How many lines in the records below contain the word "wedding"? Reply with the number alone.

-- begin Input material --

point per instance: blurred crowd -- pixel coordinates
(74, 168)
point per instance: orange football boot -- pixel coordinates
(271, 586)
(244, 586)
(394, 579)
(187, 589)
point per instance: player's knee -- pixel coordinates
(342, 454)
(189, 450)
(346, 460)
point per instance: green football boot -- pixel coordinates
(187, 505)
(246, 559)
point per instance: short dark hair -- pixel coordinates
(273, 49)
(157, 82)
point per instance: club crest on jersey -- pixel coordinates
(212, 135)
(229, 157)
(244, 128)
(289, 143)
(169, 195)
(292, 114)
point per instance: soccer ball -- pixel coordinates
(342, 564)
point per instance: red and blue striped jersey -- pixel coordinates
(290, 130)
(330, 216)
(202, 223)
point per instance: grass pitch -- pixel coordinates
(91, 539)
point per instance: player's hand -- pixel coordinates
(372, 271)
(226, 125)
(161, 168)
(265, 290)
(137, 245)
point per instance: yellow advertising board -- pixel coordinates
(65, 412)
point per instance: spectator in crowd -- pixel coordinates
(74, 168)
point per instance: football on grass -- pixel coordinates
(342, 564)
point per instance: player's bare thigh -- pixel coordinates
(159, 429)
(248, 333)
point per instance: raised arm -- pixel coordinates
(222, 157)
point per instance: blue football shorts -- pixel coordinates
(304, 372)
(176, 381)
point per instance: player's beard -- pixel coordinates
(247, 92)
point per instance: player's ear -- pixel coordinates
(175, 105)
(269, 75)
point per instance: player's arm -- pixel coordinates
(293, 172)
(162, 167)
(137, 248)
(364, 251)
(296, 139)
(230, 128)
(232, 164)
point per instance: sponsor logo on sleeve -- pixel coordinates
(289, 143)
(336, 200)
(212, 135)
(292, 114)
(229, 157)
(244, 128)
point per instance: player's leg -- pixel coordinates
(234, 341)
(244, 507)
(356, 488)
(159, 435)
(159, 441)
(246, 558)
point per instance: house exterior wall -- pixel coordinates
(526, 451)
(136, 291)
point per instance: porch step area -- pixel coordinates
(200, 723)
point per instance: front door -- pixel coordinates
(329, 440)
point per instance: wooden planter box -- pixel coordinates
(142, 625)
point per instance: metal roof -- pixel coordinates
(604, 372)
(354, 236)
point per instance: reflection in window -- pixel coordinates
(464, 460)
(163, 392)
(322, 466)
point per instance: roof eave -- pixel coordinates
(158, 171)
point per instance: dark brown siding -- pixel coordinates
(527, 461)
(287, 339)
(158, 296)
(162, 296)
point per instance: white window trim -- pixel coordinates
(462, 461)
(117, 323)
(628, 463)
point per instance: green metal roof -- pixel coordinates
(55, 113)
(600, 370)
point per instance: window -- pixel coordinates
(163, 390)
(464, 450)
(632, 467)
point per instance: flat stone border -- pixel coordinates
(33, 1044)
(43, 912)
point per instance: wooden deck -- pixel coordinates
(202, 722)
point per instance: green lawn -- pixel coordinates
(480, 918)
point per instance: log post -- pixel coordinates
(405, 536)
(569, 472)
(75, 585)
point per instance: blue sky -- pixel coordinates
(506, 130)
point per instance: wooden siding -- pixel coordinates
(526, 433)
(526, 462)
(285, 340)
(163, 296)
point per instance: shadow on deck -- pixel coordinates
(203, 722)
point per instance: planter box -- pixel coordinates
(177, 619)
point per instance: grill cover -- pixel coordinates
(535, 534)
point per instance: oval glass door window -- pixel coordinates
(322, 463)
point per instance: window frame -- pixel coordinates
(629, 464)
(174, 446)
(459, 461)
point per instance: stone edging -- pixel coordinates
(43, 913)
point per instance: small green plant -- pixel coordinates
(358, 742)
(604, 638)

-- end Input material --
-- begin Input material --

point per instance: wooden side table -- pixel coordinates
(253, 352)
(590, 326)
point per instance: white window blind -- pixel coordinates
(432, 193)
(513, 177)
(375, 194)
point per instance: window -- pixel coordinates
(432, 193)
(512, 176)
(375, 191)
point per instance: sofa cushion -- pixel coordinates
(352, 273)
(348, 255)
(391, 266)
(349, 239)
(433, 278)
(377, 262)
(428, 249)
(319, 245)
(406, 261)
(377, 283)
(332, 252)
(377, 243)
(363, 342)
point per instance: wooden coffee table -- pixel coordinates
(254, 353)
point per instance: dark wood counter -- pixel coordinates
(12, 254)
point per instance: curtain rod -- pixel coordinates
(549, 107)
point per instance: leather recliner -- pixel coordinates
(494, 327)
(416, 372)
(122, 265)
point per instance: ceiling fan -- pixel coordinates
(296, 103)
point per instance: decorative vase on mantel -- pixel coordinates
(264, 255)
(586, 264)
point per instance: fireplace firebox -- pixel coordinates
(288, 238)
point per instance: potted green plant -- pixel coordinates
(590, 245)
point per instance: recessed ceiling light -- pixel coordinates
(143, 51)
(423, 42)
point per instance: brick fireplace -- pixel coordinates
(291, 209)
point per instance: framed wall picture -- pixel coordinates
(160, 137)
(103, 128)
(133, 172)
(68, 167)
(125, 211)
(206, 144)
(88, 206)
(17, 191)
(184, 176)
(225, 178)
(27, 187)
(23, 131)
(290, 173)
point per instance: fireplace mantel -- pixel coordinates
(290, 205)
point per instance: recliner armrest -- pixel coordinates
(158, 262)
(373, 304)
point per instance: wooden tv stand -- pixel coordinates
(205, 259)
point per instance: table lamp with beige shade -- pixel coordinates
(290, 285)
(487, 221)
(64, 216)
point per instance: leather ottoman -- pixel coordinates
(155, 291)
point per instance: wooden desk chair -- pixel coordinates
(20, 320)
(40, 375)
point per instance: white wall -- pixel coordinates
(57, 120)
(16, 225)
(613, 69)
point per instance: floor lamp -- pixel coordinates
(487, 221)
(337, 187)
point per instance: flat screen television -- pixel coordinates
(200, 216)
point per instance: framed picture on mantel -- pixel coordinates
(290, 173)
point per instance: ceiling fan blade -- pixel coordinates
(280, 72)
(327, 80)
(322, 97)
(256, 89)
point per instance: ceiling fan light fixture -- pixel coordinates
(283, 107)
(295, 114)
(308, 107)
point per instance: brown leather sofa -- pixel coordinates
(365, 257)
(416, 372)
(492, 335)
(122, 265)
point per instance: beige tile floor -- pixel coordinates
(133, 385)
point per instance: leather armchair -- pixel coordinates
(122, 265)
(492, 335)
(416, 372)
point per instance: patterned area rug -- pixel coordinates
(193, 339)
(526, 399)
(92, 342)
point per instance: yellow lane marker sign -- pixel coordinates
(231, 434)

-- end Input material --
-- begin Input material --

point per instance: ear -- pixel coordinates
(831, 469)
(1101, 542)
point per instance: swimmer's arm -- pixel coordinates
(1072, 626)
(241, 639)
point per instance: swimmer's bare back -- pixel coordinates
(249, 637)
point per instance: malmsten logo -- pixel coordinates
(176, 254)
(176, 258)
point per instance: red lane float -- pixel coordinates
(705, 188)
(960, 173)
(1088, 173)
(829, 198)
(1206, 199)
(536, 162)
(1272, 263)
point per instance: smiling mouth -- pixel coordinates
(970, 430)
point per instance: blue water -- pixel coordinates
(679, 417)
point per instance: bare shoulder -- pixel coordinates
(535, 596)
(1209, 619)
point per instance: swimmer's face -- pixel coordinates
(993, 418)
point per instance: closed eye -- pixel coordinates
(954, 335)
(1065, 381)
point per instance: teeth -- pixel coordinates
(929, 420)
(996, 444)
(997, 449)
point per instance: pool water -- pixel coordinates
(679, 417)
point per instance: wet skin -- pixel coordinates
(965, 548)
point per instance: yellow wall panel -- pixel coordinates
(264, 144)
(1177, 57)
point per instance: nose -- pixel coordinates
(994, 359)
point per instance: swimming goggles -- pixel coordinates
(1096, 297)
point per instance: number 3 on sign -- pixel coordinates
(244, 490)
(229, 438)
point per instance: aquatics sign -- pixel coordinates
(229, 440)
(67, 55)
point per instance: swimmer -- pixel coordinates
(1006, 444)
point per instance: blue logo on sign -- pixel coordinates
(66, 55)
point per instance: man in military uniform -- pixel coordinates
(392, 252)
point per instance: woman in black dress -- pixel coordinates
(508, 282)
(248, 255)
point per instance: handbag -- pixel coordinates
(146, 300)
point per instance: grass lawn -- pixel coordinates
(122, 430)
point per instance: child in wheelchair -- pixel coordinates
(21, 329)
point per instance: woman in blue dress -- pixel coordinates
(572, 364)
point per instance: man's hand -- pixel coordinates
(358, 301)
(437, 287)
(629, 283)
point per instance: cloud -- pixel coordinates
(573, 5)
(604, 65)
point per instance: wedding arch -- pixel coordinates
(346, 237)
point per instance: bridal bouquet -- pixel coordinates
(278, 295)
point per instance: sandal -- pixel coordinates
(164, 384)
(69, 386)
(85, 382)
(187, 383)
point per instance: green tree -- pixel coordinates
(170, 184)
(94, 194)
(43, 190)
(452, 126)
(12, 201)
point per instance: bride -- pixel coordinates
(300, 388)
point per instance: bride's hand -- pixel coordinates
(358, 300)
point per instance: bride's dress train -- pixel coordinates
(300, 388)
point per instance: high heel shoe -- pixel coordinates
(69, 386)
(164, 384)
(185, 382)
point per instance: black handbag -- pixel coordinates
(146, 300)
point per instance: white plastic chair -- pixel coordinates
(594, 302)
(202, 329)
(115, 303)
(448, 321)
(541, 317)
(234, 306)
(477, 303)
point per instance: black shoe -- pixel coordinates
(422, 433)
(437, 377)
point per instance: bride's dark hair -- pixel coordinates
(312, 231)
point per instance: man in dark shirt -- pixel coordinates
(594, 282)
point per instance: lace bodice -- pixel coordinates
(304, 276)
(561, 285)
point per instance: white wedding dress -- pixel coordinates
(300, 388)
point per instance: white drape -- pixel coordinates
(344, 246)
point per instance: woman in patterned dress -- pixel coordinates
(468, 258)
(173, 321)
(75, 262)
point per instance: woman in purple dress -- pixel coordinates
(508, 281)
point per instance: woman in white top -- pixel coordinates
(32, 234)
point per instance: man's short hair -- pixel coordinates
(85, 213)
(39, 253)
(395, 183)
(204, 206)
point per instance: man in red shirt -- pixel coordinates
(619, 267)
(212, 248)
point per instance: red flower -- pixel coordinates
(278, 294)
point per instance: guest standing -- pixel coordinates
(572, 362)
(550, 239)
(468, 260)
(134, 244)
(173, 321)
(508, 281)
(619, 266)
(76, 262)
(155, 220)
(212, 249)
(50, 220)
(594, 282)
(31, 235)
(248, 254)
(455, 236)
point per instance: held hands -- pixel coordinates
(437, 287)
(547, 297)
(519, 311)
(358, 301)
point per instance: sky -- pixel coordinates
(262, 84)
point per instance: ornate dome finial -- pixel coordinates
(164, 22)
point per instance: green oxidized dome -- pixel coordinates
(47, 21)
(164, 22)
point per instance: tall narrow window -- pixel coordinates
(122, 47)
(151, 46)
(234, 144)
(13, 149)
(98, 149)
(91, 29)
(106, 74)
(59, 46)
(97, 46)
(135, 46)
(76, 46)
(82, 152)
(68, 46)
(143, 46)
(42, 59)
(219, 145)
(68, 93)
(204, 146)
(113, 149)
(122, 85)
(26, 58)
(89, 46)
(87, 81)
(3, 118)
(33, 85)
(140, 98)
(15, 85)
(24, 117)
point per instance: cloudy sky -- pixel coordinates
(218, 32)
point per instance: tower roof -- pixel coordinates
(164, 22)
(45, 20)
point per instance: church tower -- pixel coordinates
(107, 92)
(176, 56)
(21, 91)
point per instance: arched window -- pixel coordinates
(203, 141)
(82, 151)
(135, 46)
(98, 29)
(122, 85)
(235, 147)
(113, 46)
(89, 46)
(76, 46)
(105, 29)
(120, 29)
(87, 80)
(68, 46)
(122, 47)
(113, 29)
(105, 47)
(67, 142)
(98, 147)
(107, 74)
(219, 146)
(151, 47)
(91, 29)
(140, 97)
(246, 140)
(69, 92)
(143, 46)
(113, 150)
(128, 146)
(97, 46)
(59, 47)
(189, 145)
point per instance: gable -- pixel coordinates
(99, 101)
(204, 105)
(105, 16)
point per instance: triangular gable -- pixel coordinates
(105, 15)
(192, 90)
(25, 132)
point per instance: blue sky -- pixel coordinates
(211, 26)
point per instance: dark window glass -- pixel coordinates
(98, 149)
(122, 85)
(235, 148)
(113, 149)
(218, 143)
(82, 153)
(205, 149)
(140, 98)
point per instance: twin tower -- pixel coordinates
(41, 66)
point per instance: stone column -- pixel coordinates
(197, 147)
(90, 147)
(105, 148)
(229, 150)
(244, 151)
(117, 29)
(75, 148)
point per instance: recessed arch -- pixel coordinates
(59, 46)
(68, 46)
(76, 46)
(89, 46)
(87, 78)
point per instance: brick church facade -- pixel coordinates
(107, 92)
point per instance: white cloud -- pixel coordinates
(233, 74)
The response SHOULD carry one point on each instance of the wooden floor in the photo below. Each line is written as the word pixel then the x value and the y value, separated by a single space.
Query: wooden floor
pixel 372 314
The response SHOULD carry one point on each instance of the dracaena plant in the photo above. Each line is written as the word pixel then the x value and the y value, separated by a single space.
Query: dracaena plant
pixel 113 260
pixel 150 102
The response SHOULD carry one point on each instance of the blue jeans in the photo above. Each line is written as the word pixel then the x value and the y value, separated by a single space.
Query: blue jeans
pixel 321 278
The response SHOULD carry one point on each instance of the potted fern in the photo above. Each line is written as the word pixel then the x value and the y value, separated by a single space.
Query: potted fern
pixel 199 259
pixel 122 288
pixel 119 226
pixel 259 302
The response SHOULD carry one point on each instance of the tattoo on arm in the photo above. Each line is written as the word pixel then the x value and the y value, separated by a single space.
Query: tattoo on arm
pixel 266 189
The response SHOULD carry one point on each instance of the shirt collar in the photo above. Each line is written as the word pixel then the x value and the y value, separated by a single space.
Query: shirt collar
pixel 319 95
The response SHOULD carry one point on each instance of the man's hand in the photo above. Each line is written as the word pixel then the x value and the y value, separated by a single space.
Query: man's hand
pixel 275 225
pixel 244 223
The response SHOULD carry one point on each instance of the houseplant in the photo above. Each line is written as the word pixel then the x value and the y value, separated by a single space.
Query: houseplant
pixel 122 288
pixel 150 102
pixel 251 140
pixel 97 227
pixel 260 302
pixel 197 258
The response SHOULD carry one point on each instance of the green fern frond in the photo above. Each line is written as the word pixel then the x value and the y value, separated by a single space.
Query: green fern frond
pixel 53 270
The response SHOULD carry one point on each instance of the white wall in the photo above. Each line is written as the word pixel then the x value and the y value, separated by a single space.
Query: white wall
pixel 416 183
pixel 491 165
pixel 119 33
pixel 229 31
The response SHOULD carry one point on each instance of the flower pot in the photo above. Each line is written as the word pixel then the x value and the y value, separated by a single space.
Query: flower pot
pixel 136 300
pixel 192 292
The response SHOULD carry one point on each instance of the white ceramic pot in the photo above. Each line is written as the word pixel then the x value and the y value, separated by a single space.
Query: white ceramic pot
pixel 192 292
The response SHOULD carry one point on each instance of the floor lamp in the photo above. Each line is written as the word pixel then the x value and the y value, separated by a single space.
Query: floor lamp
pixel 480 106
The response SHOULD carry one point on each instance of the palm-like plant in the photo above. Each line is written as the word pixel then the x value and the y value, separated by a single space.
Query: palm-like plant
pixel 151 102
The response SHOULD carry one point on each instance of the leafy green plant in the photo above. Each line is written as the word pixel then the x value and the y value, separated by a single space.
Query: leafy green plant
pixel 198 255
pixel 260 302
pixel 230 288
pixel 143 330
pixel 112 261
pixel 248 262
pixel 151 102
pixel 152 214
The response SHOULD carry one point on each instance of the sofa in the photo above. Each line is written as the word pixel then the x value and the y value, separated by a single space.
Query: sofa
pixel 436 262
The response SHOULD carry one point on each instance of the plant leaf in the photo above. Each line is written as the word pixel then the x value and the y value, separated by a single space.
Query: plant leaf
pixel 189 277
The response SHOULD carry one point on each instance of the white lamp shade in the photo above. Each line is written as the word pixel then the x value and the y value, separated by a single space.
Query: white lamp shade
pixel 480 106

-- end Input material --

Result of the exercise: 2